***** TASK DATA

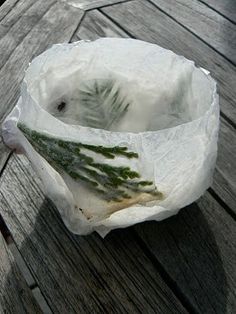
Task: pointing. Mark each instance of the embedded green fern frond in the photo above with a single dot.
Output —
(101, 103)
(112, 183)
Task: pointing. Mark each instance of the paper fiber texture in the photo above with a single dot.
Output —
(170, 125)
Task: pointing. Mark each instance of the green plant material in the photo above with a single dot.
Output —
(101, 103)
(113, 183)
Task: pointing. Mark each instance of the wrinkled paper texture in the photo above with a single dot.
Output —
(173, 127)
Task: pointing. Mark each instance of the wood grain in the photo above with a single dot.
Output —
(224, 7)
(97, 25)
(145, 22)
(6, 7)
(92, 4)
(224, 183)
(197, 248)
(206, 23)
(78, 274)
(225, 173)
(15, 295)
(24, 36)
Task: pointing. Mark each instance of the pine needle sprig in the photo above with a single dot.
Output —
(113, 183)
(101, 103)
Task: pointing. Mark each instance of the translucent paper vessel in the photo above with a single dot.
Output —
(119, 130)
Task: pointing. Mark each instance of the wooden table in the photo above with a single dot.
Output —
(185, 264)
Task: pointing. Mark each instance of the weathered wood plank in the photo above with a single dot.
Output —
(6, 7)
(75, 273)
(92, 4)
(40, 25)
(225, 173)
(225, 7)
(197, 248)
(17, 24)
(96, 25)
(224, 183)
(206, 23)
(15, 295)
(145, 22)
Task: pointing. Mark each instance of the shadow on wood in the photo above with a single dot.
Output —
(190, 259)
(78, 273)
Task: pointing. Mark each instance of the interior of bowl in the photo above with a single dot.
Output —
(112, 90)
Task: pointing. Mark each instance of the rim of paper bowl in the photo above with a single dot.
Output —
(214, 93)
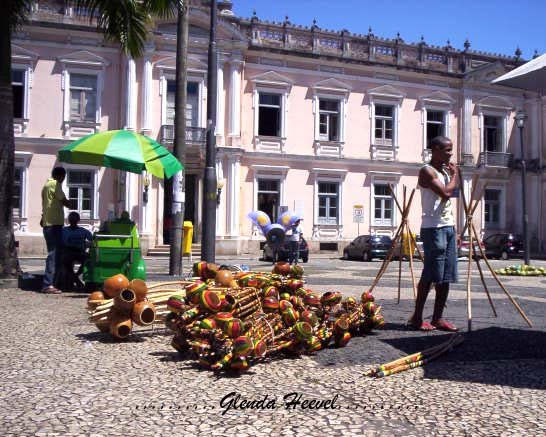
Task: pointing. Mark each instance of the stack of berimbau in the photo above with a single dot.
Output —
(123, 302)
(228, 321)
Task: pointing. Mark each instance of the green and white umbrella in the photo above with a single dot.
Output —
(124, 150)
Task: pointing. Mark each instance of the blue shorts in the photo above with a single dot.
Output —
(440, 246)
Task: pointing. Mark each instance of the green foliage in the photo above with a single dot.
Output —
(127, 22)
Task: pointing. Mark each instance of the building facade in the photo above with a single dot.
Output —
(310, 120)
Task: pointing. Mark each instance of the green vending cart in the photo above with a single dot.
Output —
(115, 249)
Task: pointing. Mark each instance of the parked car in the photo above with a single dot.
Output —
(463, 247)
(284, 251)
(367, 247)
(503, 245)
(397, 251)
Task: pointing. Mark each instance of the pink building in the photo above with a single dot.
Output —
(311, 120)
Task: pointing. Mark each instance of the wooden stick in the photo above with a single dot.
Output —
(468, 280)
(430, 350)
(415, 243)
(469, 265)
(411, 266)
(485, 285)
(522, 313)
(473, 208)
(421, 362)
(401, 249)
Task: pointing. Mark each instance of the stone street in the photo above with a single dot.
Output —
(62, 377)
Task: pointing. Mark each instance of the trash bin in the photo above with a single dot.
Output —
(188, 236)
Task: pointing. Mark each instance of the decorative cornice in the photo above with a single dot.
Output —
(272, 78)
(83, 57)
(387, 91)
(20, 54)
(332, 85)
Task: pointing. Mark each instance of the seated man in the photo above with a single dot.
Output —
(75, 240)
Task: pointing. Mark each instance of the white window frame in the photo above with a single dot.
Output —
(494, 106)
(270, 83)
(81, 128)
(322, 180)
(71, 88)
(500, 125)
(20, 125)
(330, 89)
(384, 118)
(383, 178)
(26, 70)
(193, 76)
(328, 230)
(22, 161)
(389, 96)
(276, 178)
(270, 143)
(329, 114)
(280, 107)
(382, 222)
(81, 62)
(503, 125)
(502, 208)
(426, 155)
(95, 197)
(437, 101)
(324, 146)
(277, 172)
(23, 59)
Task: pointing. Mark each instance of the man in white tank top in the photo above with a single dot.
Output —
(438, 182)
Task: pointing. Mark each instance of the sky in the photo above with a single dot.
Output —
(494, 26)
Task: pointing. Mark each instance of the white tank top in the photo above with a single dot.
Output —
(436, 212)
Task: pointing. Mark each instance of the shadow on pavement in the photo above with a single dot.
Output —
(30, 282)
(487, 356)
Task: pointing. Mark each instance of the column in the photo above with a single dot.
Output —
(130, 103)
(468, 159)
(233, 182)
(235, 102)
(146, 114)
(220, 115)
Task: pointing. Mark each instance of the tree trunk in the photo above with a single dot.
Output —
(9, 264)
(177, 229)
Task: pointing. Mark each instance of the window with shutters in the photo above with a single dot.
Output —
(83, 97)
(81, 192)
(329, 119)
(269, 197)
(435, 125)
(328, 203)
(492, 205)
(383, 205)
(384, 125)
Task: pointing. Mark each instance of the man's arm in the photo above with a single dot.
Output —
(429, 179)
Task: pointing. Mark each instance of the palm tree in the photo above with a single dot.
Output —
(127, 22)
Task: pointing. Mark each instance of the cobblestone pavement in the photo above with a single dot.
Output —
(60, 376)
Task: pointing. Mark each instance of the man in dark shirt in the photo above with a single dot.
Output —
(75, 241)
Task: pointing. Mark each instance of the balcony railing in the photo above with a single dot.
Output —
(495, 159)
(194, 135)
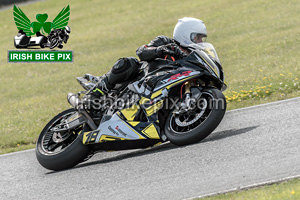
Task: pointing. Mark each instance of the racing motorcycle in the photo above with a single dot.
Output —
(178, 101)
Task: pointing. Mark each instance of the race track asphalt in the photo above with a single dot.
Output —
(251, 146)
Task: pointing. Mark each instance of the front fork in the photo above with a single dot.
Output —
(188, 102)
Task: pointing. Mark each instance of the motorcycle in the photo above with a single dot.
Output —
(178, 101)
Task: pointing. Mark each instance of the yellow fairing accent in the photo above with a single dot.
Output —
(131, 112)
(151, 132)
(134, 123)
(143, 100)
(157, 93)
(155, 107)
(90, 137)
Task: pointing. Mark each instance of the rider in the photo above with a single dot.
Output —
(187, 31)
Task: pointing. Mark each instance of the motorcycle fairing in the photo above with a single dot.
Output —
(118, 128)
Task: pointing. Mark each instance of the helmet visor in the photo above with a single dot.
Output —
(198, 37)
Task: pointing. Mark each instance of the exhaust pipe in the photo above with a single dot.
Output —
(73, 100)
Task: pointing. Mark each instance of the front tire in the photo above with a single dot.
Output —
(60, 150)
(192, 127)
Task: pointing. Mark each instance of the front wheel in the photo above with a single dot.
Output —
(58, 148)
(194, 125)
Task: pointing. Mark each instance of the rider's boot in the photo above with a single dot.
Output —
(93, 100)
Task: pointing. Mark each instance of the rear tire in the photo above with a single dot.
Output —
(72, 151)
(200, 129)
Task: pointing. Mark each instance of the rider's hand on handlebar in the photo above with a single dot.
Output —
(170, 49)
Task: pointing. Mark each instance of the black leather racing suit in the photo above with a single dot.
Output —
(149, 52)
(126, 68)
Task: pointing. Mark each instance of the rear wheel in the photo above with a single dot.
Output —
(194, 125)
(57, 150)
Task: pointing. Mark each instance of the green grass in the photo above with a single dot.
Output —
(288, 190)
(256, 41)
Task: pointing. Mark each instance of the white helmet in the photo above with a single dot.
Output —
(187, 29)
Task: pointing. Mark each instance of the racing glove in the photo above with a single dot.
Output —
(170, 49)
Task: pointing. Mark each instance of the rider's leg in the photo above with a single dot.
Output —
(123, 70)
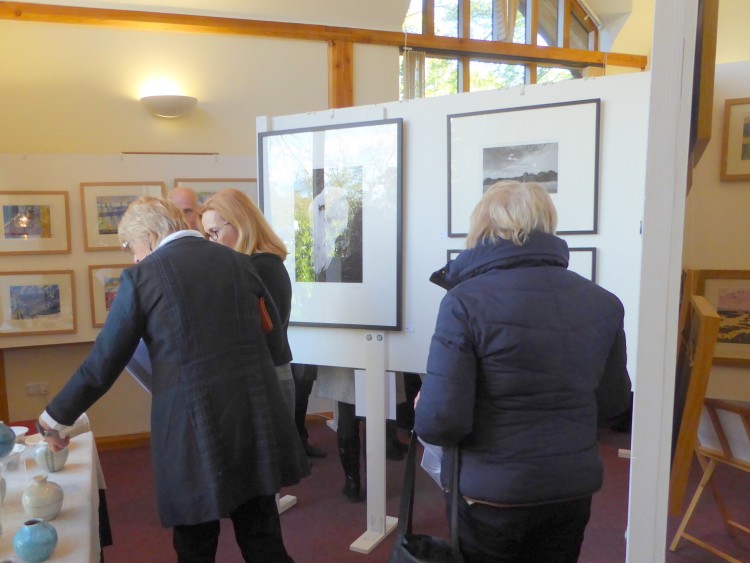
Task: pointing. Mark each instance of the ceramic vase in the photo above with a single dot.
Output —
(48, 459)
(7, 440)
(35, 541)
(42, 498)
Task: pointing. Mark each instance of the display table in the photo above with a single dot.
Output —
(78, 523)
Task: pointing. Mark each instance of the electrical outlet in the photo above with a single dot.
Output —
(33, 389)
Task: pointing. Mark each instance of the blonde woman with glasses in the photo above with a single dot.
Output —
(230, 218)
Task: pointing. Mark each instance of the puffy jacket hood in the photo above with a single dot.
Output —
(540, 249)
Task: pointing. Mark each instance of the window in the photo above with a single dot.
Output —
(459, 69)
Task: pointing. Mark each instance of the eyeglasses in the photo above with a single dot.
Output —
(213, 234)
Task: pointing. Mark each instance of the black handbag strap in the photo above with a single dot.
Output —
(407, 498)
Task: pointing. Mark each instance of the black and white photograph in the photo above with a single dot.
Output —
(555, 145)
(521, 163)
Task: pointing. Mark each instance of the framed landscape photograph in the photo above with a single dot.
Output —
(204, 187)
(37, 303)
(735, 142)
(104, 281)
(104, 203)
(333, 195)
(555, 145)
(35, 223)
(728, 291)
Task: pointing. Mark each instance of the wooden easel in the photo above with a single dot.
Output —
(723, 437)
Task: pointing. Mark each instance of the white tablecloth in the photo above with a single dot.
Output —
(78, 523)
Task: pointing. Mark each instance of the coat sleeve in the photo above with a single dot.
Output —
(445, 411)
(613, 393)
(112, 350)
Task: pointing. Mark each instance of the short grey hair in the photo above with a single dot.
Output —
(512, 211)
(147, 215)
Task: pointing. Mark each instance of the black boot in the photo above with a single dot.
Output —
(349, 449)
(394, 449)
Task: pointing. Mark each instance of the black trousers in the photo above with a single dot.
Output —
(256, 528)
(304, 378)
(550, 533)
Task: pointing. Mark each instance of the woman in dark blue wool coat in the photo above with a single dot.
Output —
(222, 439)
(526, 358)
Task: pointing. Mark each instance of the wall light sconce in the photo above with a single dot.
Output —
(169, 106)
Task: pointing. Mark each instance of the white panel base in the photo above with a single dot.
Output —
(371, 539)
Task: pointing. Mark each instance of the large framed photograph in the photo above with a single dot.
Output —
(37, 303)
(104, 204)
(333, 194)
(35, 223)
(205, 187)
(104, 281)
(735, 143)
(555, 145)
(728, 291)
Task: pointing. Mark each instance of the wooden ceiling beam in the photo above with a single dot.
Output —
(159, 21)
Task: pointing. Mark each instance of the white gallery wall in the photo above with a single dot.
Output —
(624, 112)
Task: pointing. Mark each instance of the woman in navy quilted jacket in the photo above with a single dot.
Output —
(526, 359)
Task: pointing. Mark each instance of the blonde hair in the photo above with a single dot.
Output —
(512, 211)
(254, 234)
(148, 215)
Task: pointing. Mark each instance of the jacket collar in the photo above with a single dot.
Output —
(540, 249)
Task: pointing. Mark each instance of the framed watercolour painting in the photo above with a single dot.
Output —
(104, 281)
(204, 187)
(333, 195)
(35, 223)
(728, 291)
(37, 303)
(103, 206)
(735, 141)
(555, 145)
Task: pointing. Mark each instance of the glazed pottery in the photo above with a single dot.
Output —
(42, 498)
(7, 440)
(49, 460)
(35, 541)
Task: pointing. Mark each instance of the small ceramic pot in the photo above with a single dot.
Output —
(7, 440)
(35, 541)
(49, 460)
(42, 498)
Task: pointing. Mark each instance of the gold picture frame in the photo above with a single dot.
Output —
(103, 205)
(34, 223)
(37, 303)
(104, 281)
(728, 291)
(735, 140)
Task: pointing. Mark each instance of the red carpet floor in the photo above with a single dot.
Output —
(320, 528)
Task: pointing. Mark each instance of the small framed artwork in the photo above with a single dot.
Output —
(333, 195)
(555, 145)
(735, 141)
(204, 187)
(104, 281)
(728, 291)
(37, 303)
(104, 204)
(35, 223)
(583, 262)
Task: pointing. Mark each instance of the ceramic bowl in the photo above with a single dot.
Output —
(20, 433)
(33, 440)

**********

EXERCISE AIM: Go through the records and work out how many lines contain the string "fairing". The answer should be that number alone.

RESULT OF THIS EXERCISE: 2